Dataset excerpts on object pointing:
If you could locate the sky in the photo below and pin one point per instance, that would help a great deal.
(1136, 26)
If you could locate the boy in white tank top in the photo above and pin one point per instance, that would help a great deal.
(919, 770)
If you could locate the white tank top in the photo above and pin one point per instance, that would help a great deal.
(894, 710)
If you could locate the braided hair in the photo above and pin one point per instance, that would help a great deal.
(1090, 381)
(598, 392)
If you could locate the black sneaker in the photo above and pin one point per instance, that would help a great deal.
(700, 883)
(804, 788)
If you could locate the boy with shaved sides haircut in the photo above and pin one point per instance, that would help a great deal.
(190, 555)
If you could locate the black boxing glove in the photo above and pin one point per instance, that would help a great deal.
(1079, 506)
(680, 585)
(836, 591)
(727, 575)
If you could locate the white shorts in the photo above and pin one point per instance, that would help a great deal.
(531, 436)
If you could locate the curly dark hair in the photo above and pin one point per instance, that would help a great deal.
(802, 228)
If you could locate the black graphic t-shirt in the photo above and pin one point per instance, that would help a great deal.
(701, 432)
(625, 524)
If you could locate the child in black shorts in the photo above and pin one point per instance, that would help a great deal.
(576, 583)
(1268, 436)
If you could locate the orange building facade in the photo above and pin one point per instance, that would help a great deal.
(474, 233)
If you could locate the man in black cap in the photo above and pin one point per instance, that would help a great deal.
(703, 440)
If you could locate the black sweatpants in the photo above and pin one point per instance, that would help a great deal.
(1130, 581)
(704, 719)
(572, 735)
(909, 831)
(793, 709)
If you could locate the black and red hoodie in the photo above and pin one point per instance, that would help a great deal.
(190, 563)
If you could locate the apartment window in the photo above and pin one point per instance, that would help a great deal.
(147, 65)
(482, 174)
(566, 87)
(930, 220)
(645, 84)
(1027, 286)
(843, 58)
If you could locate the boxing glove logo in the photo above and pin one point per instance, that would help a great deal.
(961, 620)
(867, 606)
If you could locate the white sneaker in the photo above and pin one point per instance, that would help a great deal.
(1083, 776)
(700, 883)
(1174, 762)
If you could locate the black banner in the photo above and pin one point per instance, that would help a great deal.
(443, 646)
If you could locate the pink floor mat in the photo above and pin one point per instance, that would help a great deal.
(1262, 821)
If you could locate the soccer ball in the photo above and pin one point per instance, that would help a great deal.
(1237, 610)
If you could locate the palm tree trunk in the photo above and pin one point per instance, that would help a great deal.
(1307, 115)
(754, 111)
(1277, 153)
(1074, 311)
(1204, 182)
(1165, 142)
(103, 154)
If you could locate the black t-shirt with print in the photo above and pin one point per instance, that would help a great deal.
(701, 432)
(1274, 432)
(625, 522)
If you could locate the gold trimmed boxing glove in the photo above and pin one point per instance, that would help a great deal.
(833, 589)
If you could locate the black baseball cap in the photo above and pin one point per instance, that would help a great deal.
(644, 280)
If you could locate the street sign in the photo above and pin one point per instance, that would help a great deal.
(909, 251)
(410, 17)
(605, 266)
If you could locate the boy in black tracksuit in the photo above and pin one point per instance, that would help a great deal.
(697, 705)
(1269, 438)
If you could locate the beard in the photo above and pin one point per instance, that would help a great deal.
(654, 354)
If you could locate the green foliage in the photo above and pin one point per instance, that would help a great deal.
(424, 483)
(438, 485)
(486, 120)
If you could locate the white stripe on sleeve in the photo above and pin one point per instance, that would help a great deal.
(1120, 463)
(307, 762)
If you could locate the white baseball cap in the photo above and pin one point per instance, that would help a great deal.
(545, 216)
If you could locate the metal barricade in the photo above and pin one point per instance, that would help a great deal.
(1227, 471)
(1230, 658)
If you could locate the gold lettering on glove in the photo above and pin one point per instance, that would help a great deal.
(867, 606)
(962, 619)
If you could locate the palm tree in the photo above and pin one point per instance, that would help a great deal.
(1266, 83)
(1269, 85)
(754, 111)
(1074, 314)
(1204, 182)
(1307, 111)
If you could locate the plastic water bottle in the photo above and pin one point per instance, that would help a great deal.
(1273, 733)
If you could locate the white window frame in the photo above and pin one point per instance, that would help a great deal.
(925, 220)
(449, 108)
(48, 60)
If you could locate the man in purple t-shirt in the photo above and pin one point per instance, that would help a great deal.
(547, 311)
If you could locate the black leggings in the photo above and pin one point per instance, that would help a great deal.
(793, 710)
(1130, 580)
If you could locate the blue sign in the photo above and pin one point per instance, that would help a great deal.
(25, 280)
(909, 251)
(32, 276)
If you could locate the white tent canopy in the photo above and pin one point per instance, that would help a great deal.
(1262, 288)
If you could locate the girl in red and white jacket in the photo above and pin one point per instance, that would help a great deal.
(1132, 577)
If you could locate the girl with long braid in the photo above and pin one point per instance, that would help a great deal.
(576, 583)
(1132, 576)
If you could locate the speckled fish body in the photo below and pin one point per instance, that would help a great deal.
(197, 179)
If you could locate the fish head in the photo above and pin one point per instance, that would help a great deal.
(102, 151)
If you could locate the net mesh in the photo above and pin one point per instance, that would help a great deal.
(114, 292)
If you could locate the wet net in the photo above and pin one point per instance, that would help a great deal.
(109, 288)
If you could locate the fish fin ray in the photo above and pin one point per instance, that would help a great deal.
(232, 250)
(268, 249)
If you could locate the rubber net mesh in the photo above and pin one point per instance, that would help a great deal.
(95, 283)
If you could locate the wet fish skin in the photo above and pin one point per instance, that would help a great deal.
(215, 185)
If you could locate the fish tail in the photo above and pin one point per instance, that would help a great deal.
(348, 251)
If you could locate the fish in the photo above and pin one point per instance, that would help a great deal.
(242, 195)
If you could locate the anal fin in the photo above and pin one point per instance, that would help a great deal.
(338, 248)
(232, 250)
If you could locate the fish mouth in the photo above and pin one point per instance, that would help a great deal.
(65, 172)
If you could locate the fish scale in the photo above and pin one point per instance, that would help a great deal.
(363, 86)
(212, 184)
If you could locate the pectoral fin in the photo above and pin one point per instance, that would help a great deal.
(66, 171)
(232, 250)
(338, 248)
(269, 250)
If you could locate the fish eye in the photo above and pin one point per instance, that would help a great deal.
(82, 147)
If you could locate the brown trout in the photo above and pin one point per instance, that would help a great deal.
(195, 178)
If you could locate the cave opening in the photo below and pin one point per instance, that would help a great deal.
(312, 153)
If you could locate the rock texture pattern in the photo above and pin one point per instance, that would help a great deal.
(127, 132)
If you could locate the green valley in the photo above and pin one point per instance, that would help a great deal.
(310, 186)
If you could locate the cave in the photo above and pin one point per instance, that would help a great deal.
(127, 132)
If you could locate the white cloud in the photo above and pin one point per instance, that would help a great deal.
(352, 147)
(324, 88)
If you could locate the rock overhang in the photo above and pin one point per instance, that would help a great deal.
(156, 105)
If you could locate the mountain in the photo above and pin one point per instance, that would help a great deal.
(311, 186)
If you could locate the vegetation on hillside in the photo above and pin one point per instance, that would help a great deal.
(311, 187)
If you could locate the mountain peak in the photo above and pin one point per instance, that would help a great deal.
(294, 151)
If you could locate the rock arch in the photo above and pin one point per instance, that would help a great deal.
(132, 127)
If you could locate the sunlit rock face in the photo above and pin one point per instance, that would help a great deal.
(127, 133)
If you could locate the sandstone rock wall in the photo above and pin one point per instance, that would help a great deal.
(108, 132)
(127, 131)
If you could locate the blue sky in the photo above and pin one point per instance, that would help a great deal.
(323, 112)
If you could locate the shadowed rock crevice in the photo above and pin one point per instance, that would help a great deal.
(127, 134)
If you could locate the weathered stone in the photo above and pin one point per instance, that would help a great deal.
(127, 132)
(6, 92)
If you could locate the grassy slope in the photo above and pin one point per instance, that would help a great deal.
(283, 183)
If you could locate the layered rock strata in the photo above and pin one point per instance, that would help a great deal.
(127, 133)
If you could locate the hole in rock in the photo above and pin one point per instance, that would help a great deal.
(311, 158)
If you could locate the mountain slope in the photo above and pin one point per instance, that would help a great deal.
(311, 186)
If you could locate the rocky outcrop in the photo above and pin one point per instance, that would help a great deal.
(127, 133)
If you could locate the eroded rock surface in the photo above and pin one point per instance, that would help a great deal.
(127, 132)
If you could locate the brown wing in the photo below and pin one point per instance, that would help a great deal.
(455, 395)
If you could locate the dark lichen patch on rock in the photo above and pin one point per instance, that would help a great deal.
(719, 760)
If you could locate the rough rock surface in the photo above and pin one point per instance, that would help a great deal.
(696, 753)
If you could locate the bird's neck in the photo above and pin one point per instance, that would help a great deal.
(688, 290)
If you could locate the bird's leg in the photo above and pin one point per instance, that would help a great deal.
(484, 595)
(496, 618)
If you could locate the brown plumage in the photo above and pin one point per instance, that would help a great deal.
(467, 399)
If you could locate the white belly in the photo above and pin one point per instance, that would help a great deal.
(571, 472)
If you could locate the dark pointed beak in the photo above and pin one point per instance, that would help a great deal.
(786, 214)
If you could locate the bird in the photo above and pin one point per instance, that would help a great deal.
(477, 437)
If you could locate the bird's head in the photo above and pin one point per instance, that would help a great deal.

▶ [To do]
Reproduce the final stretch of the data above: every line from the one holding "If you could locate the weathered" through the end, inclusive, exactly as written and nothing else.

▶ [Expected output]
If you could locate the weathered stone in the photo above and pin one point per instance, that would help a great deal.
(127, 132)
(6, 92)
If you could locate the grassy slope in the photo above and pin one point per instance, that would help a great deal.
(283, 183)
If you could locate the layered rock strata in the photo above and pin one point per instance, that would help a great deal.
(127, 133)
If you could locate the hole in rock in the photo above and pin one point per instance, that would help a great deal.
(311, 158)
If you could locate the mountain slope in the photo above and pin one point per instance, that would help a great deal.
(311, 186)
If you could locate the rocky outcrop in the photo above and pin one point per instance, that would help a great deal.
(127, 133)
If you could locate the eroded rock surface in the photo above and pin one point per instance, that would help a great deal.
(127, 132)
If you could locate the brown wing in the photo below and pin one point per instance, that would help a great deal.
(455, 395)
If you could locate the dark lichen patch on rock in the photo above and pin one point per instance, that would help a great deal.
(719, 760)
If you could locate the rough rock surface in the photo above and pin one point per instance, that would help a great deal.
(696, 753)
If you could locate the bird's neck in the photo above and pin one point per instance, that would help a great deal.
(688, 290)
If you could locate the bird's leg in the photo above and pin one point per instance, that would help a great deal.
(484, 595)
(496, 618)
If you could locate the brown plumage in the photo above and pin one point per instance, that would help a great deal.
(467, 399)
If you could locate the white belly in the photo above and pin one point per instance, that would help a great deal.
(571, 472)
If you could locate the dark pointed beak in the photo above and pin one point per instance, that would help a great deal.
(786, 214)
If you could locate the bird in the photo above and pin one point per instance, that would help a great deal.
(477, 437)
If you could locate the bird's head in the photo above and pin one point per instance, that would help a great deal.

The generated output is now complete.